**Excerpt to read:**

+--

Despite a $465 million settlement with the U.S. Justice Dept., Mylan (NSDQ:MYL) is still under fire for misclassifying its EpiPen auto-injector with the Centers for Medicare & Medicaid Services. Last week, the Securities & Exchange Commission’s enforcement division launched an investigation into the Canonsburg, Pa.-based company’s history with CMS; yesterday investors filed a purported class action seeking compensation for damages.
The lawsuit was filed in a New York district court, claiming that Mylan knowingly misled investors and issued false and misleading statements about the emergency allergy treatment. The group is seeking “compensation for all those who purchased or otherwise acquired Mylan N.V. ordinary shares and/or Mylan Inc. common stock” between February 2013 and October 2016.
The investors are questioning “whether defendants acted knowingly or recklessly in issuing false and misleading SEC filings and public statements during the class period; whether the prices of Mylan N.V. ordinary shares and the prices of Mylan Inc. common stock during the class period were artificially inflated because of the defendants’ conduct complained of herein; and whether the members of the class have sustained damages and, if so, what is the proper measure of damages,” according to court documents filed yesterday.
Mylan has been scrutinized by lawmakers over the last 2 months, including at a Congressional hearing in which CEO Heather Bresch maintained that Mylan is committed to making the lifesaving treatment available to any patient that needs it. The company is developing a generic that will be offered for $300, half the current price of the brand name product.

+--

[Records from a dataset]

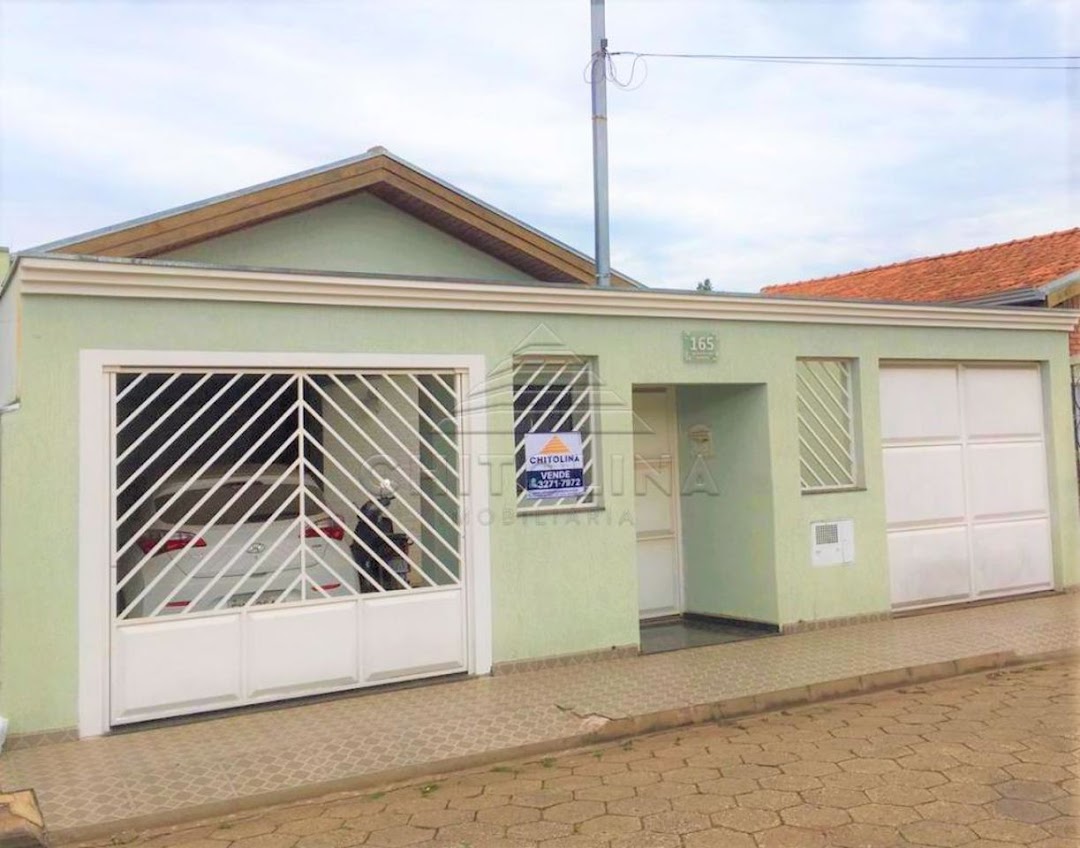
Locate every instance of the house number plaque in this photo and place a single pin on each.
(699, 347)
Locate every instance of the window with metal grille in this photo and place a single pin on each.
(1076, 409)
(554, 395)
(826, 424)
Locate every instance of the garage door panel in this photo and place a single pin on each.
(298, 649)
(988, 482)
(919, 404)
(1002, 402)
(1012, 556)
(929, 565)
(1007, 480)
(189, 665)
(923, 484)
(412, 636)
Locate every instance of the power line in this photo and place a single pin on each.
(841, 57)
(935, 63)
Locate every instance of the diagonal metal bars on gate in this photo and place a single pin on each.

+--

**To do:**
1 - Reproduce the passage of the Mylan EpiPen article starting with "The lawsuit was" and going on through "and October 2016.".
2 - Pick up the Mylan EpiPen article after its final sentence and continue writing it.

**Task results:**
1 -
The lawsuit was filed in a New York district court, claiming that Mylan knowingly misled investors and issued false and misleading statements about the emergency allergy treatment. The group is seeking “compensation for all those who purchased or otherwise acquired Mylan N.V. ordinary shares and/or Mylan Inc. common stock” between February 2013 and October 2016.

2 -
CMS reported last week that it spent $797 million on the EpiPen between 2011 and 2015, including rebates. In the DoJ settlement, Mylan said it will reclassify the EpiPen as a branded drug beginning in April 2017, which means the company will pay 23% in rebates instead of 13%.
“The terms of the settlement do not provide for any finding of wrongdoing on the part of Mylan Inc. or any of its affiliated entities or personnel,” the company wrote in a regulatory filing last week. “The settlement terms provide for resolution of all potential rebate liability claims by federal and state governments as to whether the product should have been classified as an innovator drug for CMS purposes, and subject to a higher rebate formula.”
Mylan’s shares dropped -10% to $42.64 apiece when criticism began to mount in August. The stock was trading at $38.22 per share in mid-morning activity today, down -0.2%.